━━━━━ Entries provided ━━━━━
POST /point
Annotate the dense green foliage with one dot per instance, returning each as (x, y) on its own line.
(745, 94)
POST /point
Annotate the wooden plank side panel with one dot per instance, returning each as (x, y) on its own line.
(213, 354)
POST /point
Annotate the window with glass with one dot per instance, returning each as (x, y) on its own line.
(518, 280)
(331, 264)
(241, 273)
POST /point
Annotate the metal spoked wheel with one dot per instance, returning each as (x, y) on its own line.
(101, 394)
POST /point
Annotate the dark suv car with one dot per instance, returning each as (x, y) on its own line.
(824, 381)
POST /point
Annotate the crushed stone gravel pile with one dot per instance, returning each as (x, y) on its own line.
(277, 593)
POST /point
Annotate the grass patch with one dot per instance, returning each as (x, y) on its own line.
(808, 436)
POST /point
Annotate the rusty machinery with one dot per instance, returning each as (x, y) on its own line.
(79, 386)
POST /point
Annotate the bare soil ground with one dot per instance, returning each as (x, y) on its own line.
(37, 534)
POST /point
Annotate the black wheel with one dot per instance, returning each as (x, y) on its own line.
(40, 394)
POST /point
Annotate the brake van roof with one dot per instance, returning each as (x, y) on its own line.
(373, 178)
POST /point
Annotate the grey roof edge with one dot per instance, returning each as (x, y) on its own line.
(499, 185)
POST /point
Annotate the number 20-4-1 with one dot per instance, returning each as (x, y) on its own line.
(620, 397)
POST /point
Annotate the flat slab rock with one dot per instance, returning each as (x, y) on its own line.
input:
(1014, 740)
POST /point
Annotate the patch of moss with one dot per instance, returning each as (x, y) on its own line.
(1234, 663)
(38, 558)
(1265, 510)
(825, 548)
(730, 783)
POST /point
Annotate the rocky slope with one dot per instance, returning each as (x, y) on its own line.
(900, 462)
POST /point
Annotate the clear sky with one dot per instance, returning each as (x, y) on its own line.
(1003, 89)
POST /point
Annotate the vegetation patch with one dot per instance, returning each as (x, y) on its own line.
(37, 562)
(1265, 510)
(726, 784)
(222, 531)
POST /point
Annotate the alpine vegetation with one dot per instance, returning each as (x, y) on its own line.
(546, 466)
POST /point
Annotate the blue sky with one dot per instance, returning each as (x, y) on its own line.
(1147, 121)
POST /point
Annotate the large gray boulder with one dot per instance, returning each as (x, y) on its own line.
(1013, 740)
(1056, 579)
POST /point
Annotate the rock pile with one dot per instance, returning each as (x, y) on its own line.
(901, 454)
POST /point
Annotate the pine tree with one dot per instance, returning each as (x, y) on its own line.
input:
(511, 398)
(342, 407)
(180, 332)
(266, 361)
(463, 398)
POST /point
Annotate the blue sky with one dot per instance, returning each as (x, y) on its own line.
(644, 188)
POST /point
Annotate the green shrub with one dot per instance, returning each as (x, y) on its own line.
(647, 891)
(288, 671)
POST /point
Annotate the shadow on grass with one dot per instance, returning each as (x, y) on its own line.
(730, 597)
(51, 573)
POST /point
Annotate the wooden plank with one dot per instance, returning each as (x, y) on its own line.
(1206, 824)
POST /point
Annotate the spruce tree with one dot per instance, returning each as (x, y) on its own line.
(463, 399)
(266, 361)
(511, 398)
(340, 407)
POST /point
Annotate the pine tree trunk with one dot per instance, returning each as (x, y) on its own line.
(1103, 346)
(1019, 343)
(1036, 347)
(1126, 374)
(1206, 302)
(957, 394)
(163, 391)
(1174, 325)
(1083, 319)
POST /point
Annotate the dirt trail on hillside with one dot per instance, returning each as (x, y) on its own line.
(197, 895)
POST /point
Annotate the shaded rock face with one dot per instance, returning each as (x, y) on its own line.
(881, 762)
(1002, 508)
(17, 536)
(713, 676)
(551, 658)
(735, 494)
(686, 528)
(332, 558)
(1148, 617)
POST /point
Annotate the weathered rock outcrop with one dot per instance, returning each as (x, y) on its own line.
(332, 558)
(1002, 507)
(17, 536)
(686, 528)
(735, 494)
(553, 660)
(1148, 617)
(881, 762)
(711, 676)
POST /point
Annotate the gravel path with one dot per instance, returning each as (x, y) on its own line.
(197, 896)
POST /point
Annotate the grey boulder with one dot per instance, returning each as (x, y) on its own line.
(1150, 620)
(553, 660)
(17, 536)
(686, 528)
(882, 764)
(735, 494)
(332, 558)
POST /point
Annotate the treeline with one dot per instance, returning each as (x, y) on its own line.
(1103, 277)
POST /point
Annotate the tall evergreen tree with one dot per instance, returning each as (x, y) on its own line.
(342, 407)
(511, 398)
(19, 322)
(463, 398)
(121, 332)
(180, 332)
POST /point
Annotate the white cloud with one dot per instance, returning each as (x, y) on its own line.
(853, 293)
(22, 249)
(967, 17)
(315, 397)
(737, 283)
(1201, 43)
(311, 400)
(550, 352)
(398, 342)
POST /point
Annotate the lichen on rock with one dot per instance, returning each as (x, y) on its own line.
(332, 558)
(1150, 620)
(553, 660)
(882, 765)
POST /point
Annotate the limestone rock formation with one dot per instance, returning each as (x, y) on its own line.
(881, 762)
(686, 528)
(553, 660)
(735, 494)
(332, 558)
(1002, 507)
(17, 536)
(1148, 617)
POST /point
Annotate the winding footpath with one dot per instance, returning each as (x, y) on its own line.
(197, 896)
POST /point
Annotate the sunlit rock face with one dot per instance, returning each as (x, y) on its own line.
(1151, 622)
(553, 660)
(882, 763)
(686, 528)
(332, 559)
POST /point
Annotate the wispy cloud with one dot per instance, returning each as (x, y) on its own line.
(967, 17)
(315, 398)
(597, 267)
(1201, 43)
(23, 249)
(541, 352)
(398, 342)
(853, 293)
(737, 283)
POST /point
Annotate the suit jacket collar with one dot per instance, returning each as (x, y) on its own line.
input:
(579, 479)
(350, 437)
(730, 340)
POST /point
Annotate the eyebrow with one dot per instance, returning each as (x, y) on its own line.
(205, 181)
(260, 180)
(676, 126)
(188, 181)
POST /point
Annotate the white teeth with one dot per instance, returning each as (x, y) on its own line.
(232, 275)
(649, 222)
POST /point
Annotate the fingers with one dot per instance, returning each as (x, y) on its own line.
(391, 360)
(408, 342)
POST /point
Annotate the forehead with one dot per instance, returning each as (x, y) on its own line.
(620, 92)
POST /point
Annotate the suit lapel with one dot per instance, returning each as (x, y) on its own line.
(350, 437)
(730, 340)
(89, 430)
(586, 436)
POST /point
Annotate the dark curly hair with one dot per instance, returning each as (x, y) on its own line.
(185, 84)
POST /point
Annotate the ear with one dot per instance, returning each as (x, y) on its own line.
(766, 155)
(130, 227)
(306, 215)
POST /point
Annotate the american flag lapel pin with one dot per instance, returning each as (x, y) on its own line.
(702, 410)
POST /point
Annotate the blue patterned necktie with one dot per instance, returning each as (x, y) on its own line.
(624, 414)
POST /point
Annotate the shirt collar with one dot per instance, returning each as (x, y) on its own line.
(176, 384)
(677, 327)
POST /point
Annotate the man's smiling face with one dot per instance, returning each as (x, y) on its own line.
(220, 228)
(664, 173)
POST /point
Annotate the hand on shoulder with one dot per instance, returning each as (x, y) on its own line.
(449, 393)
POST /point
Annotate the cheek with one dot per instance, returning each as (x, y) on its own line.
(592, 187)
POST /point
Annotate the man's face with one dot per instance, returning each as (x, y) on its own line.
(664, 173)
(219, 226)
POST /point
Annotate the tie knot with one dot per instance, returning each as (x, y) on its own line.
━━━━━
#### [What you will do]
Identify each line in the records above that contains the word "face", and copy every such line. The match is case-sensitive.

#### [Written solution]
Annotate the shaded rock face with one dot per instance, returning each as (x, y) on its own line.
Annotate the sunlit rock face with one dot per instance, returning each as (x, y) on its own line.
Annotate the man's smiling face with one dot per instance, returning each as (x, y) on its own line.
Annotate the man's face with one dot per instance, returning each as (x, y) on its own line.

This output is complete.